[Provided text]:

This isn’t at all surprising. With a new Godzilla coming this May, we can probably expect to see quite a few of the King of the Monsters’ classic conflicts finally get the Blu-ray treatment.
You may not be familiar with new distribution company Kraken Releasing right now, but if you’re a Godzilla fan, you will be come this summer.
Section23 Films’ new sub-label Kraken Releasing (a sister label to Switchblade Pictures) touts itself as a new international video distribution label specializing in Science Fiction, Fantasy and Horror genre entertainment for mainstream audiences. “Summer of Godzilla” is what they’re calling their plans to release three vintage Godzilla flicks for the first-time ever on U.S. Blu-ray.
First up, and the one I am most personally excited for, is the 1971 psychedelic anti-pollution daikaiju epic Godzilla vs. Hedorah, better known to American audiences by its Westernized title Godzilla vs. the Smog Monster.
From its opening “Save the Earth” theme song to the WTF finale where Godzilla flies by rocketing himself through the air in the fetal position via his atomic breath, Godzilla’s ecological smackdown with a shape-shifting sludge monster dubbed Hedorah remains one of the most memorable outings in the annals of Godzilladom. But don’t tell that to Toho; the head of the company was hospitalized during the time of filming, and when he saw the finished product, he was so appalled he had director Yoshimitsu Banno all but blackballed. You might recognize Banno’s name as stories of him trying to get a Smog Monster sequel made have frequently popped up for over a decade now.
The hi-def treatment is also in the works for an outing that sees Big G going native on an island in the South Pacific where he contends with the colossal crustacean Ebirah, Horror of the Deep. That’s the international title for this 1966 sequel we in the U.S. better know as Godzilla vs. the Sea Monster.

[What you have to do]:
Copy the passage of the Godzilla Blu-ray article from "This isn’t at" to "the Blu-ray treatment." word for word.

[Record extracts]:

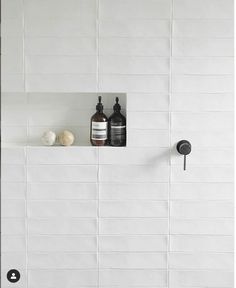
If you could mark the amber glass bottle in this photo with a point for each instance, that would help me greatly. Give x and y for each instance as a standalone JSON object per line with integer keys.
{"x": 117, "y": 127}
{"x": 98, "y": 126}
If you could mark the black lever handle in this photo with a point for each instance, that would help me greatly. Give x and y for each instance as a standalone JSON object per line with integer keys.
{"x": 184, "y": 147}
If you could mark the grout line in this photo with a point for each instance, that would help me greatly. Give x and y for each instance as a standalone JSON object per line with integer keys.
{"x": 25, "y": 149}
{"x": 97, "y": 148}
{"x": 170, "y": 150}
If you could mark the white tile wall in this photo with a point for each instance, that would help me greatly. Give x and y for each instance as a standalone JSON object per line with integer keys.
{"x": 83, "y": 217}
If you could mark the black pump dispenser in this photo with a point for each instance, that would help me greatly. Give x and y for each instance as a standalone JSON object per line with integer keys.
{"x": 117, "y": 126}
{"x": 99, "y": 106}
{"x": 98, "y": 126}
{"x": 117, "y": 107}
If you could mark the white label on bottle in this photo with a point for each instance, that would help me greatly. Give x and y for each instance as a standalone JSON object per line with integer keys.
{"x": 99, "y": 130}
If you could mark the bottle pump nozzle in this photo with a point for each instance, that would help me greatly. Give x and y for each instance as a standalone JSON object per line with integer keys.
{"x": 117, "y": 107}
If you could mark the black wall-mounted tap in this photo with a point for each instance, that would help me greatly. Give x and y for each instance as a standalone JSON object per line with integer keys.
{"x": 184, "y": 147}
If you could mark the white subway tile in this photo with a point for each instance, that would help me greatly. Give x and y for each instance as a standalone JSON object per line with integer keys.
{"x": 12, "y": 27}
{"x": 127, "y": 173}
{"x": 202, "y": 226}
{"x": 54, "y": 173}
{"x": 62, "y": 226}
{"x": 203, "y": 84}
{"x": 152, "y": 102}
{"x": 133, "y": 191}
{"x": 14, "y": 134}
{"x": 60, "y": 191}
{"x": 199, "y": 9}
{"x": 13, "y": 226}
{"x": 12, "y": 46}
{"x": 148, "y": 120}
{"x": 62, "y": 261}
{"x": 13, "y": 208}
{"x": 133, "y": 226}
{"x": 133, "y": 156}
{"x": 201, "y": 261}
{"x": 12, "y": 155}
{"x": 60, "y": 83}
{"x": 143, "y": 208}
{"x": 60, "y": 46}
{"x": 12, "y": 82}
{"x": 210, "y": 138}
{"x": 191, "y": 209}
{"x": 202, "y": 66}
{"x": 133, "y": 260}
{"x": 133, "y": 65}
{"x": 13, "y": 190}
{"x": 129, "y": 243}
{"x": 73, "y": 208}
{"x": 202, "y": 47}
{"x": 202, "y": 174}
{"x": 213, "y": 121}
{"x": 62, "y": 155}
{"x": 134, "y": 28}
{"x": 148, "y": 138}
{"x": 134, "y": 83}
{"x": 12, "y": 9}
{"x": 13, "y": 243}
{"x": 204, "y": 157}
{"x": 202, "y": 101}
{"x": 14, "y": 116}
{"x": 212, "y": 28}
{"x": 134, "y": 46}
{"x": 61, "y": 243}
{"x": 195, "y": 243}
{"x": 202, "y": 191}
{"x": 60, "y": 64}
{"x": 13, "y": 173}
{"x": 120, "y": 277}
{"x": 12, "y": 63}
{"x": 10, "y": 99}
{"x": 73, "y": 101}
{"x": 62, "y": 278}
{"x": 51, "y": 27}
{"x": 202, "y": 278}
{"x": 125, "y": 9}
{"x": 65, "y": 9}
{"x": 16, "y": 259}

* * *

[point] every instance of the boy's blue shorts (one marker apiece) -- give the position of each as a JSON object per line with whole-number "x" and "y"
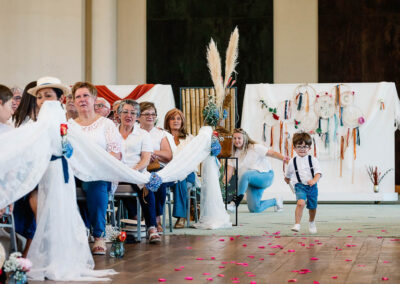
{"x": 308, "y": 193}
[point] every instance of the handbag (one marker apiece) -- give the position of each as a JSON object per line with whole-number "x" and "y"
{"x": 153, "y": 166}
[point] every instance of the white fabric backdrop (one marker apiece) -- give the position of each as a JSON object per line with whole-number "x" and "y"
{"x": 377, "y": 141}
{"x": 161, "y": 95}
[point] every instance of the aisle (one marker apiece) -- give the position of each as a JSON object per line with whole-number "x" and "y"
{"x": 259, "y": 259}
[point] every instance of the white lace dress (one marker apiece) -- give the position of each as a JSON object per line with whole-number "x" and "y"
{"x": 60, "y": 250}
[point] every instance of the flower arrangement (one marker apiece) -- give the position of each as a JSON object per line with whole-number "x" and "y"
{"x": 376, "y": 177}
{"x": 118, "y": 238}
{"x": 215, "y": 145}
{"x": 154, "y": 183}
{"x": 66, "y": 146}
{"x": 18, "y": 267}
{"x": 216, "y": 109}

--

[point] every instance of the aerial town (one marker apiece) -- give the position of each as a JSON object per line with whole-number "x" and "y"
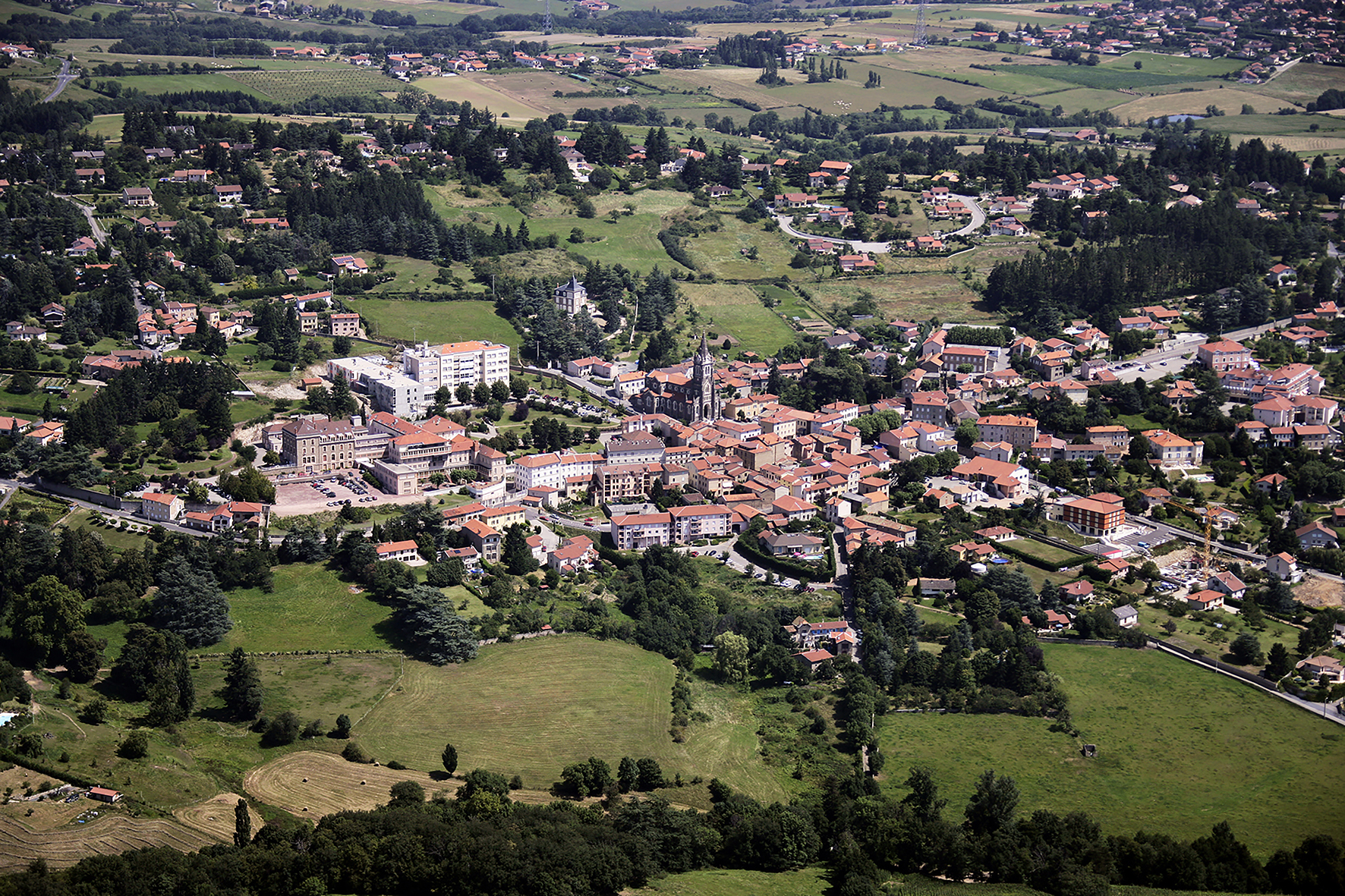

[Worked solution]:
This isn’t at all surprising. With a new Godzilla coming this May, we can probably expect to see quite a few of the King of the Monsters’ classic conflicts finally get the Blu-ray treatment.